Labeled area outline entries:
* * *

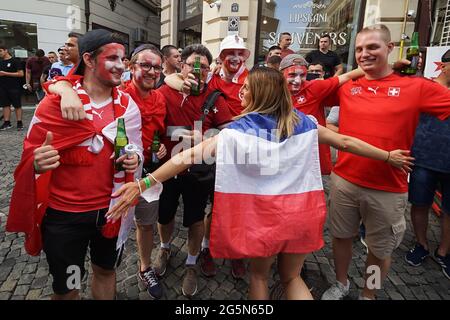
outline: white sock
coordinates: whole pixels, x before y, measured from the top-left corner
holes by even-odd
[[[203,240],[202,240],[202,249],[206,249],[206,248],[209,249],[209,239],[206,239],[205,237],[203,237]]]
[[[161,248],[170,249],[170,242],[167,242],[167,243],[161,242]]]
[[[186,264],[189,264],[189,265],[196,264],[196,263],[197,263],[197,257],[198,257],[198,254],[195,255],[195,256],[191,256],[191,255],[188,253],[188,257],[187,257],[187,259],[186,259]]]

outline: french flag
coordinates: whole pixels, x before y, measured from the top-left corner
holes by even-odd
[[[277,120],[250,113],[219,134],[211,225],[215,258],[310,253],[323,245],[326,216],[314,119],[287,139]]]

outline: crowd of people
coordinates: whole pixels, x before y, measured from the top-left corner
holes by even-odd
[[[54,299],[80,298],[79,288],[68,286],[67,268],[79,266],[83,275],[88,248],[94,299],[114,299],[130,217],[137,277],[161,299],[180,196],[187,297],[196,295],[200,273],[215,276],[214,258],[225,258],[236,279],[248,269],[249,299],[269,298],[275,261],[286,297],[312,299],[301,271],[307,255],[325,245],[327,217],[336,282],[322,299],[348,295],[361,223],[368,248],[363,272],[368,278],[378,267],[382,282],[406,230],[408,200],[417,245],[405,258],[420,265],[430,251],[428,211],[438,184],[444,213],[435,257],[450,279],[449,53],[431,81],[400,75],[388,63],[394,44],[384,25],[358,33],[359,68],[347,73],[329,36],[306,57],[289,49],[291,40],[282,33],[265,65],[251,70],[251,52],[237,35],[221,42],[214,68],[201,44],[183,50],[144,44],[126,56],[121,38],[102,29],[70,34],[59,61],[52,53],[39,77],[33,70],[43,53],[36,53],[27,63],[27,85],[35,90],[34,82],[42,83],[46,94],[24,141],[6,227],[25,232],[29,254],[45,252]],[[7,89],[2,78],[23,73],[8,62],[6,48],[0,58],[1,70],[10,68],[0,71],[4,112],[13,105],[19,119],[17,88]],[[326,118],[331,106],[339,108]],[[7,119],[5,113],[10,125]],[[135,153],[114,158],[118,119]],[[330,145],[339,150],[335,165]],[[331,176],[328,206],[323,176]],[[155,229],[160,245],[152,261]],[[359,299],[375,298],[366,284]]]

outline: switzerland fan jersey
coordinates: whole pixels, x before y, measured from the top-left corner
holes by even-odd
[[[98,132],[114,121],[112,102],[112,98],[101,104],[91,101],[93,123]],[[68,156],[68,152],[79,149],[86,157],[93,156],[95,160],[89,166],[67,164],[61,160],[61,165],[53,170],[50,180],[49,207],[67,212],[86,212],[109,206],[113,188],[111,177],[114,175],[113,160],[110,157],[114,146],[107,139],[103,140],[103,149],[94,156],[88,151],[88,146],[82,145],[61,152],[63,159]]]
[[[339,87],[338,77],[327,80],[305,81],[301,90],[292,96],[294,107],[304,114],[314,116],[320,125],[326,126],[324,99]],[[331,173],[331,152],[327,144],[319,144],[320,170],[323,175]]]
[[[149,147],[153,143],[155,131],[164,134],[164,119],[166,117],[166,101],[158,90],[150,90],[149,95],[143,99],[132,81],[128,83],[124,92],[128,93],[136,102],[142,117],[142,144],[144,159],[148,162],[151,155]]]
[[[450,116],[450,91],[419,77],[360,78],[338,90],[339,132],[384,150],[410,150],[421,112]],[[340,152],[334,172],[362,187],[407,192],[406,175],[383,161]]]
[[[215,74],[208,82],[208,87],[213,90],[220,90],[225,95],[225,100],[230,106],[230,112],[233,117],[240,115],[242,110],[241,98],[239,98],[239,91],[244,85],[244,81],[247,78],[248,70],[245,65],[242,65],[241,69],[236,73],[231,82],[226,82],[222,79],[224,76],[221,70],[220,75]]]

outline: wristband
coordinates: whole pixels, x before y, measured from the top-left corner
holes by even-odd
[[[152,183],[151,183],[149,177],[145,177],[145,178],[144,178],[144,183],[145,183],[145,187],[146,187],[147,189],[150,188],[150,187],[152,186]]]
[[[36,160],[33,161],[34,171],[39,172],[39,166],[37,165]]]

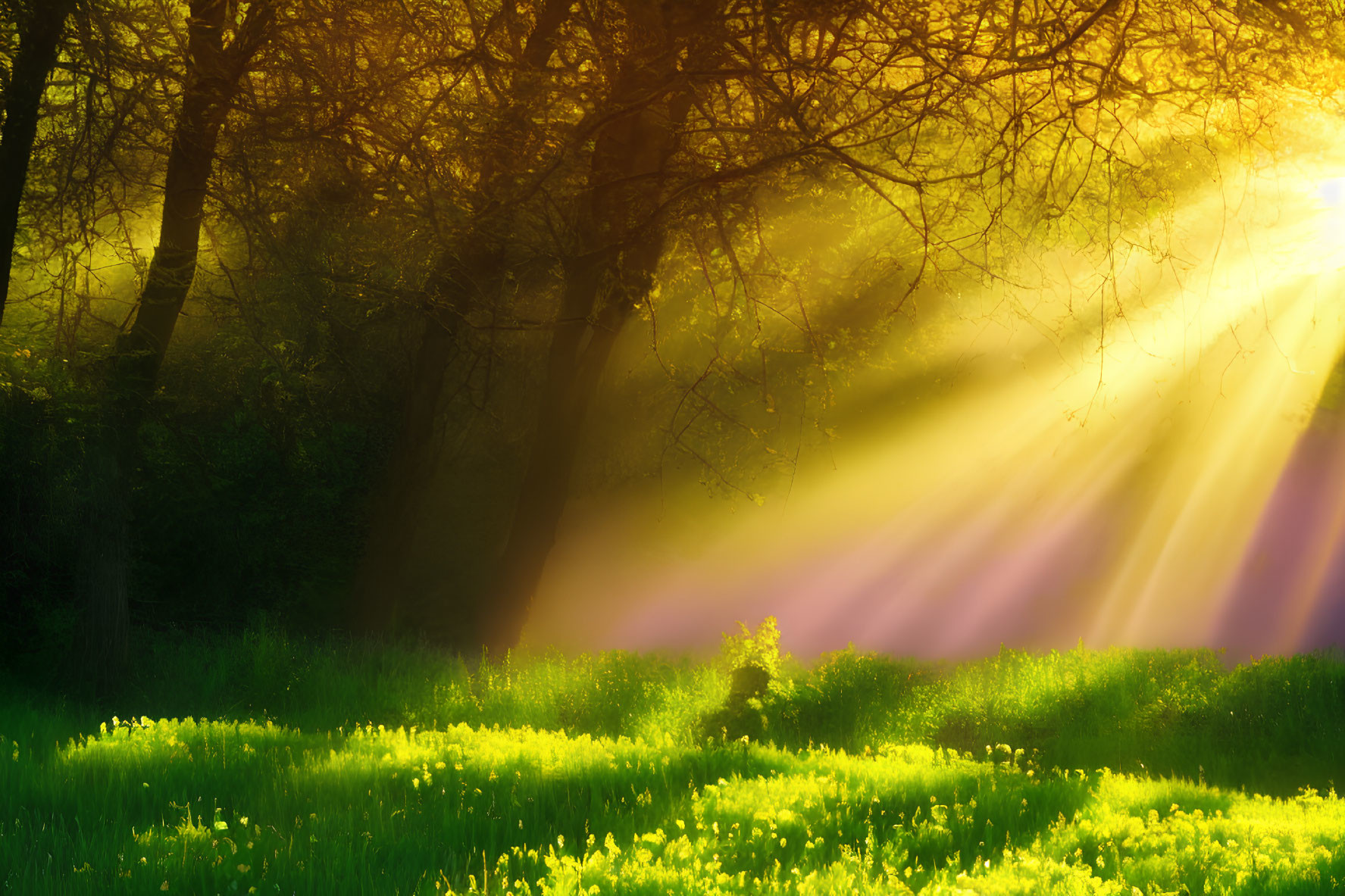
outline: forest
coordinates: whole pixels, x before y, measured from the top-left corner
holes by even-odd
[[[1342,85],[1341,0],[0,0],[0,889],[1341,892]]]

* * *

■ **Work to be completed**
Write out all of the items again, leaving out the picture lines, and replace "white sock" with "gray sock". Keep everything else the same.

■ **Task solution**
outline: gray sock
coordinates: whole pixels, x before y, measured from the top-left corner
holes by even-odd
[[[203,240],[202,240],[202,249],[206,249],[206,248],[209,249],[209,239],[206,239],[205,237],[203,237]]]
[[[161,248],[170,249],[170,242],[167,242],[167,243],[161,242]]]
[[[186,264],[189,264],[189,265],[196,264],[196,263],[197,263],[197,257],[198,257],[198,254],[195,255],[195,256],[191,256],[191,255],[188,253],[188,257],[187,257],[187,259],[186,259]]]

outline: french flag
coordinates: whole pixels, x before y, measured from the top-left corner
holes by even-odd
[[[277,120],[250,113],[219,134],[211,225],[215,258],[310,253],[323,245],[326,216],[314,119],[287,139]]]

outline: crowd of people
coordinates: whole pixels, x before y, measured from the top-left corner
holes by even-odd
[[[54,299],[80,298],[79,288],[68,286],[67,268],[79,266],[83,275],[88,248],[94,299],[114,299],[130,217],[137,277],[161,299],[180,196],[187,297],[196,295],[200,273],[215,276],[214,258],[225,258],[236,279],[248,269],[249,299],[269,298],[275,261],[286,297],[312,299],[301,271],[307,255],[325,245],[327,217],[336,282],[322,299],[348,295],[361,223],[368,248],[363,272],[368,278],[378,267],[382,282],[406,230],[408,200],[417,245],[405,258],[420,265],[430,251],[428,211],[438,184],[444,213],[435,257],[450,279],[449,53],[431,81],[400,75],[388,63],[394,44],[384,25],[358,33],[359,68],[347,73],[329,36],[306,57],[289,49],[291,40],[282,33],[265,65],[251,70],[251,52],[237,35],[221,42],[214,68],[201,44],[183,50],[144,44],[126,56],[121,38],[102,29],[70,34],[59,61],[52,53],[39,77],[33,70],[43,53],[36,53],[27,63],[27,85],[35,90],[34,82],[42,83],[46,94],[24,141],[6,227],[25,232],[29,254],[45,252]],[[7,89],[2,78],[23,73],[8,62],[6,48],[0,58],[1,70],[10,68],[0,71],[4,112],[13,105],[19,119],[17,88]],[[326,118],[331,106],[339,108]],[[7,119],[5,113],[10,125]],[[135,153],[114,158],[118,119]],[[330,145],[339,150],[335,165]],[[331,176],[328,206],[323,176]],[[155,229],[160,245],[152,261]],[[359,299],[375,298],[366,284]]]

outline: switzerland fan jersey
coordinates: whole pixels, x before y, measured from the top-left corner
holes by even-odd
[[[98,132],[114,121],[112,102],[112,98],[101,104],[91,101],[93,123]],[[68,156],[68,152],[79,149],[86,157],[93,156],[95,160],[89,166],[67,164],[61,160],[61,165],[53,170],[50,180],[49,207],[67,212],[86,212],[109,206],[113,188],[111,177],[114,175],[113,160],[110,157],[114,146],[107,139],[103,140],[103,149],[94,156],[88,151],[88,146],[82,145],[61,152],[63,159]]]
[[[339,87],[338,77],[327,80],[305,81],[301,90],[292,96],[294,107],[304,114],[314,116],[320,125],[326,126],[324,99]],[[331,173],[331,152],[327,144],[319,144],[320,170],[323,175]]]
[[[149,147],[153,143],[155,131],[164,134],[164,119],[166,117],[166,101],[158,90],[150,90],[149,95],[143,99],[132,81],[128,83],[124,92],[128,93],[136,102],[142,117],[142,144],[144,159],[148,162],[151,155]]]
[[[450,116],[450,91],[419,77],[360,78],[338,90],[339,132],[384,150],[410,150],[421,112]],[[340,152],[334,172],[362,187],[407,192],[406,175],[383,161]]]
[[[215,74],[208,82],[208,87],[213,90],[220,90],[225,95],[225,100],[230,106],[230,112],[233,117],[240,115],[242,110],[241,98],[239,98],[239,91],[244,85],[244,81],[247,78],[248,70],[245,65],[242,65],[241,69],[236,73],[231,82],[226,82],[222,79],[224,76],[221,70],[220,75]]]

outline: wristband
coordinates: whole pixels, x before y, measured from the top-left corner
holes by even-odd
[[[152,183],[151,183],[149,177],[145,177],[145,178],[144,178],[144,183],[145,183],[145,187],[146,187],[147,189],[150,188],[150,187],[152,186]]]
[[[36,160],[33,161],[34,171],[39,172],[39,166],[37,165]]]

outline: forest
coordinates: whole pixels, x before y, measured from the top-left corner
holes by even-odd
[[[1342,85],[1341,0],[0,0],[0,889],[1341,892]]]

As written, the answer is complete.